EXTRACTED TEXT start

# Goat Pics!



## Gary_and_Ash (Aug 9, 2013)

I wanna see your most favorite goat you own! Show me a pic! Please!


----------



## ksalvagno (Oct 6, 2009)

Very cute!


----------



## peggy (Aug 11, 2010)

Sweet.


----------



## farmgirl631 (May 3, 2013)

This is Fred. He is my show wether and he won Grand Champion Market Goat at my fair!


----------



## Winrie (Apr 26, 2013)

This is my nubian/boer buck Pippin when he was 2 months old. I just love his moon spots.


----------



## TDG-Farms (Jul 12, 2013)

Here is a cutie pic.


----------



## Little-Bits-N-Pieces (Apr 7, 2013)

This was one of my favorite boer kids born this year, pictured at one day old.


----------



## BCG (Jun 30, 2012)

My favorite 2013 girls


----------



## LamanchaAcres (Jan 11, 2013)

Dont really have a favorite but........


----------



## erica4481 (Mar 26, 2013)

"Puffin Pandemonium " aka "Puffin"


----------



## wildegoats0426 (Aug 30, 2013)

Kings of the tractor


----------



## goatiegirl (Jan 7, 2013)

This is my Prim. She always likes to smell my face. I like to think of it as her giving me air kisses.


----------



## Catahoula (Feb 12, 2013)

Walter is my favorite...he is funny and very cute. He is also pushy and a bully.


----------



## TwistedKat (Dec 28, 2012)

Mine is... well all of them but... I have a soft spot for Willow, AKA Willow Pillow Pants.


----------



## sgilreath199 (Dec 4, 2013)

The first one is my sweet little Cookie who sadly passed away a few months ago and the 2nd is Lola trying to intimidate Zeus our Yorkie, 3rd is Charlie and Lola and last but not least is my buck Dozer. He is quite a flashy boy.


----------

EXTRACTED TEXT end
INFORMATION SUPPLIED start

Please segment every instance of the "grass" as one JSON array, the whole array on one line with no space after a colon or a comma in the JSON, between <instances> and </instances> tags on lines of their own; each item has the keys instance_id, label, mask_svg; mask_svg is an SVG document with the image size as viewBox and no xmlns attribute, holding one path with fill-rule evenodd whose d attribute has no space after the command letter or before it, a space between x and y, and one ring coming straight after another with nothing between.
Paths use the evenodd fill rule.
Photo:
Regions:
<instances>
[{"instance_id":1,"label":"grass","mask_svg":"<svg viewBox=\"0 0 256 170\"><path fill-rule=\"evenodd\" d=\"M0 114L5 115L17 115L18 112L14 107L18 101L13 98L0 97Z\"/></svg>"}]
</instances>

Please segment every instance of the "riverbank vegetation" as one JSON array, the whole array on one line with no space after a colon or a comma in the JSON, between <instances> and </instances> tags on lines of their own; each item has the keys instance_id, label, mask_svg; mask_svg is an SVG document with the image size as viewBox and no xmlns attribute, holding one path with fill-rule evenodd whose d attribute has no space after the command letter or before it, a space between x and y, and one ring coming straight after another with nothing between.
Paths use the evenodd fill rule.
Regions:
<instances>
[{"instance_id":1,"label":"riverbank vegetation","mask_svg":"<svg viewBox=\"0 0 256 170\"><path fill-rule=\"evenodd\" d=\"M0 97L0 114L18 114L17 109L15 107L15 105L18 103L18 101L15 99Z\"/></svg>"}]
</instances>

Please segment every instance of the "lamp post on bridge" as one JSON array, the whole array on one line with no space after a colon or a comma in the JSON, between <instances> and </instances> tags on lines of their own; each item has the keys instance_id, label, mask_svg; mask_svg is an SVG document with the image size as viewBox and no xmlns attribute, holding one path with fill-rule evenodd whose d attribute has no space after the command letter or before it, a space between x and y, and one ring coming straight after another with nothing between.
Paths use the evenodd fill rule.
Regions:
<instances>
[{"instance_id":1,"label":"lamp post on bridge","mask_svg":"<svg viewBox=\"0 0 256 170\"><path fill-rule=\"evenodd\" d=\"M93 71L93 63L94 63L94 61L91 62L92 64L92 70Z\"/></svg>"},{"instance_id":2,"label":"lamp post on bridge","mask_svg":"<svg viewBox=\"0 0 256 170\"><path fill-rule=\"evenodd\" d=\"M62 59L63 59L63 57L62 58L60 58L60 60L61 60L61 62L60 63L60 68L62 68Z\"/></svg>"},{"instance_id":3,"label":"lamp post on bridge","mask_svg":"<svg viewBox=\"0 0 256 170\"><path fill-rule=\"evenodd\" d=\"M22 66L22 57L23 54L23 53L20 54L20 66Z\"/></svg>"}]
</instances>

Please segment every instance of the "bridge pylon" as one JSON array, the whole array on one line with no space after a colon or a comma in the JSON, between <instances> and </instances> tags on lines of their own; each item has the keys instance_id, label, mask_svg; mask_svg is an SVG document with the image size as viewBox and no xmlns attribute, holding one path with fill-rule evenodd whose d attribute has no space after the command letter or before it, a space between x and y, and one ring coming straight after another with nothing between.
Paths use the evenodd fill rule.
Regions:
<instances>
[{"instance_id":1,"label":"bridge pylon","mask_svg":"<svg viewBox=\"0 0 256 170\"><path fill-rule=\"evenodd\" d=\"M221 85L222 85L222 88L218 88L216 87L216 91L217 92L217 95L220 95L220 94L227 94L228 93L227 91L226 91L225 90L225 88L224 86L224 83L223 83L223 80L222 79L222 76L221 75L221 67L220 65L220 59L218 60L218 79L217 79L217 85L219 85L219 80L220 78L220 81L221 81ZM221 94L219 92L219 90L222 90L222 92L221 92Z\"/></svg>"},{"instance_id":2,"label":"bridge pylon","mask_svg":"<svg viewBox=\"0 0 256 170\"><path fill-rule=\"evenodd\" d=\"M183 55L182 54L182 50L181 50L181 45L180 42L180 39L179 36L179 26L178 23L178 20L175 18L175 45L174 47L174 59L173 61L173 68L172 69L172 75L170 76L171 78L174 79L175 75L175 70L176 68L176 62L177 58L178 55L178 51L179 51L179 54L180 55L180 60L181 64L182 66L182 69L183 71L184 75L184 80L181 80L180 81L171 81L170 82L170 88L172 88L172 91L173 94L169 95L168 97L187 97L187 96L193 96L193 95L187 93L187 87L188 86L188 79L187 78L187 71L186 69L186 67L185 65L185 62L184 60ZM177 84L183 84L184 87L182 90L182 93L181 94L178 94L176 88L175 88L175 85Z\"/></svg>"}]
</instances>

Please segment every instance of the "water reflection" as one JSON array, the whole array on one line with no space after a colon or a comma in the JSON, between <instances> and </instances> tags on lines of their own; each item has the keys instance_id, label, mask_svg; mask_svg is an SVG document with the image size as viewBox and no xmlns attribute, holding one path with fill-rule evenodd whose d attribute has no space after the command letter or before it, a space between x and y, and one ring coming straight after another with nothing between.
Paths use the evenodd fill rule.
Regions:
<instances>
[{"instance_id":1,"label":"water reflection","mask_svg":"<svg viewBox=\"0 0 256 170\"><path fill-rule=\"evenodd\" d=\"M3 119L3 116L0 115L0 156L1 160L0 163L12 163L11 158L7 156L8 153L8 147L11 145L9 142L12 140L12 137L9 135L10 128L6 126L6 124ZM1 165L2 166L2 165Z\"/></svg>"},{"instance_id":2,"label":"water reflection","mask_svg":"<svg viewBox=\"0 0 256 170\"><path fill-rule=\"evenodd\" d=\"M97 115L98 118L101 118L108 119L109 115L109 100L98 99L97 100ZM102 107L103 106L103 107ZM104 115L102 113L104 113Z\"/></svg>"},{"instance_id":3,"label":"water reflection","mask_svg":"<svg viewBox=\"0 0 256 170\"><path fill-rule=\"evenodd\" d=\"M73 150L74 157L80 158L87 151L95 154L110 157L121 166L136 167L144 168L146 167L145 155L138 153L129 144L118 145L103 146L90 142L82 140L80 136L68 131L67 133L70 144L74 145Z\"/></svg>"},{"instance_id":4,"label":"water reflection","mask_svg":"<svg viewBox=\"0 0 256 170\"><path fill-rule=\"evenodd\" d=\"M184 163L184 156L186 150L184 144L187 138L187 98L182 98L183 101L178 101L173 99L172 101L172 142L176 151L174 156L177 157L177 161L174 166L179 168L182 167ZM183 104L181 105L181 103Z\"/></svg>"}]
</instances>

INFORMATION SUPPLIED end

§ **TASK OBJECTIVE**: Reproduce the passage of the goat picture thread starting at "## wildegoats0426 (Aug" and ending at "me air kisses.", switching "Prim" to "Daisy".

§ **EXERCISE RESPONSE**:
## wildegoats0426 (Aug 30, 2013)

Kings of the tractor


----------



## goatiegirl (Jan 7, 2013)

This is my Daisy. She always likes to smell my face. I like to think of it as her giving me air kisses.